__Consigne__.
Reproduisez à l'identique l'intégralité du texte consacré aux fusils Kerné.

__Texte cité__.
╔══
A la recherche du 16 magnum (partie II) : les Ets Kerné à Versailles

Souvent lié au 16 Magnum, une munition sensiblement rare, les   « fusils Kerné » ont gardé une part de mystère désormais éclairci. Leur qualité d’exécution fait qu’on en trouve encore souvent sur le Net où de vieux prospectus faisant état d’une gamme « Armor » laissaient clairement entendre qu’ils étaient…bretons ! Or, de plus amples recherches se mirent à parler  de Versailles…mais c’est bien  quand même « au pays des chapeaux ronds » que nous avons finalement résolu cette petite énigme armurière.

magasin 001

 

Léon Querné (1907-1985), le nom de l’entreprise se celtisera  pour des raisons commerciales en Kerné dès sa fondation  en 1932, rue Thiers à Vannes, était le fils de Charles Querné (1883-1970) d’une lignée d’armuriers lavallois. Formé à Liège, avec son épouse plus un compagnon armurier, il formalise dès 1933 le concept avant-gardiste pour l’époque et breveté deux ans plus tard, de « fusil Kerné » léger et sur mesure sur des bases stéphanoises. Il pratique déjà une conformation précise aux dimensions des clients, et notamment des joues anti-recul en liège qui anticipent un peu notre busc réglable actuel. Il fait aussi déjà des juxtaposés de tous calibres en magnum (16-20-24), à frette renforcée et ouverture à système Roux et levier sous le pontet (comme Sauer und Sohn en Thuringe) dont la qualité fait qu’ils arrivent encore en nombre jusqu’à nous…et provoquent toujours l’étonnement des internautes.
╚══
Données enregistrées
╔══
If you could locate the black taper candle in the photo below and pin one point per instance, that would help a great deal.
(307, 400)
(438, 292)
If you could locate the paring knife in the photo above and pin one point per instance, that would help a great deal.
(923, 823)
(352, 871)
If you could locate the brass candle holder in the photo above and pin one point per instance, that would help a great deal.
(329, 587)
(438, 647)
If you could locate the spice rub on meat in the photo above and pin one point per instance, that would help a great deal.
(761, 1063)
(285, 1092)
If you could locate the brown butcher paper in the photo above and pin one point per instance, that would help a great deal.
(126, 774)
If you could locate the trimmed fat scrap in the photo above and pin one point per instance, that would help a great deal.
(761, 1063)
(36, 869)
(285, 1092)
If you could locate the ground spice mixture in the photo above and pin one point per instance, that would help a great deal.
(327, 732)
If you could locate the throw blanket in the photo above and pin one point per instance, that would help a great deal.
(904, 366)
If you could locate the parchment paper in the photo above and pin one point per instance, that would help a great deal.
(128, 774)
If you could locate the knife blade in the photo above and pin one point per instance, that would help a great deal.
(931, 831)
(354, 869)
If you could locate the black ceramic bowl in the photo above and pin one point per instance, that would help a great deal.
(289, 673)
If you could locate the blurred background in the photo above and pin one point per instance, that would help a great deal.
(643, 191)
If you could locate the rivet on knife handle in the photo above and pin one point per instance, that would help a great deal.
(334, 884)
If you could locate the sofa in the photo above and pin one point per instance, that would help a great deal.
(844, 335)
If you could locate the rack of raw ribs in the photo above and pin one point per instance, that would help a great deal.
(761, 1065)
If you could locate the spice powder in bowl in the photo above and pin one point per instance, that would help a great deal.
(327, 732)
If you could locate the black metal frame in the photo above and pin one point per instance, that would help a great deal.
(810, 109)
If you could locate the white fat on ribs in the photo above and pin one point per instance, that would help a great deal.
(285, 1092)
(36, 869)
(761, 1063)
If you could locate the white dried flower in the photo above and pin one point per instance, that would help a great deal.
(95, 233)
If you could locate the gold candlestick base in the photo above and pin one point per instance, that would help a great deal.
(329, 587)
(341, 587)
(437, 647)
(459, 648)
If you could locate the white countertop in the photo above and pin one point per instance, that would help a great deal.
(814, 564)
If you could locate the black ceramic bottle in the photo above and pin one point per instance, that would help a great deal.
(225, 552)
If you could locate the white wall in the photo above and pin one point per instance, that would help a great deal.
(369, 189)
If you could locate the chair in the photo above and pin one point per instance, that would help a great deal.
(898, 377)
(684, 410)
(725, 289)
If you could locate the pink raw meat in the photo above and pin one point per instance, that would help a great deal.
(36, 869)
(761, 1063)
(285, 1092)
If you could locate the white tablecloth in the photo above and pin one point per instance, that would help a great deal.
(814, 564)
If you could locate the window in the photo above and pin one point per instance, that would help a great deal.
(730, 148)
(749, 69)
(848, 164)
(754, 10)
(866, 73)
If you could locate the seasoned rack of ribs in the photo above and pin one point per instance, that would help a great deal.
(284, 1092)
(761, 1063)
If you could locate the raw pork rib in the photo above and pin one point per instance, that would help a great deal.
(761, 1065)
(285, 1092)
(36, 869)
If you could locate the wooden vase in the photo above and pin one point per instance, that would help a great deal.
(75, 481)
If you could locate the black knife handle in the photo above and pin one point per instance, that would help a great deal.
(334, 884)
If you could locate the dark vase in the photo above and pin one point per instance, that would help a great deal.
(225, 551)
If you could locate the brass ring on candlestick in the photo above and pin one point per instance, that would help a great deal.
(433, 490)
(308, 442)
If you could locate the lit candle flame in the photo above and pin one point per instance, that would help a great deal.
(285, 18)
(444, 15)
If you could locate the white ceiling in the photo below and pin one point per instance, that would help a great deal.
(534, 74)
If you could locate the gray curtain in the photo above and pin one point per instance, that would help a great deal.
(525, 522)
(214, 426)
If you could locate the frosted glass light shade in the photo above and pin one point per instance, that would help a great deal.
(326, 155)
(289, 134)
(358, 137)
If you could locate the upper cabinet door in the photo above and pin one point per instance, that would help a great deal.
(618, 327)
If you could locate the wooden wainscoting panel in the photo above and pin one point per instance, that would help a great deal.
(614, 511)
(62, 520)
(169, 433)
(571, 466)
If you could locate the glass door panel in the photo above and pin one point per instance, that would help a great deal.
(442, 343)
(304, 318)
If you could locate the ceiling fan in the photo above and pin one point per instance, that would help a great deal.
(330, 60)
╚══
__Corrigé__.
A la recherche du 16 magnum (partie II) : les Ets Kerné à Versailles

Souvent lié au 16 Magnum, une munition sensiblement rare, les   « fusils Kerné » ont gardé une part de mystère désormais éclairci. Leur qualité d’exécution fait qu’on en trouve encore souvent sur le Net où de vieux prospectus faisant état d’une gamme « Armor » laissaient clairement entendre qu’ils étaient…bretons ! Or, de plus amples recherches se mirent à parler  de Versailles…mais c’est bien  quand même « au pays des chapeaux ronds » que nous avons finalement résolu cette petite énigme armurière.

magasin 001

 

Léon Querné (1907-1985), le nom de l’entreprise se celtisera  pour des raisons commerciales en Kerné dès sa fondation  en 1932, rue Thiers à Vannes, était le fils de Charles Querné (1883-1970) d’une lignée d’armuriers lavallois. Formé à Liège, avec son épouse plus un compagnon armurier, il formalise dès 1933 le concept avant-gardiste pour l’époque et breveté deux ans plus tard, de « fusil Kerné » léger et sur mesure sur des bases stéphanoises. Il pratique déjà une conformation précise aux dimensions des clients, et notamment des joues anti-recul en liège qui anticipent un peu notre busc réglable actuel. Il fait aussi déjà des juxtaposés de tous calibres en magnum (16-20-24), à frette renforcée et ouverture à système Roux et levier sous le pontet (comme Sauer und Sohn en Thuringe) dont la qualité fait qu’ils arrivent encore en nombre jusqu’à nous…et provoquent toujours l’étonnement des internautes.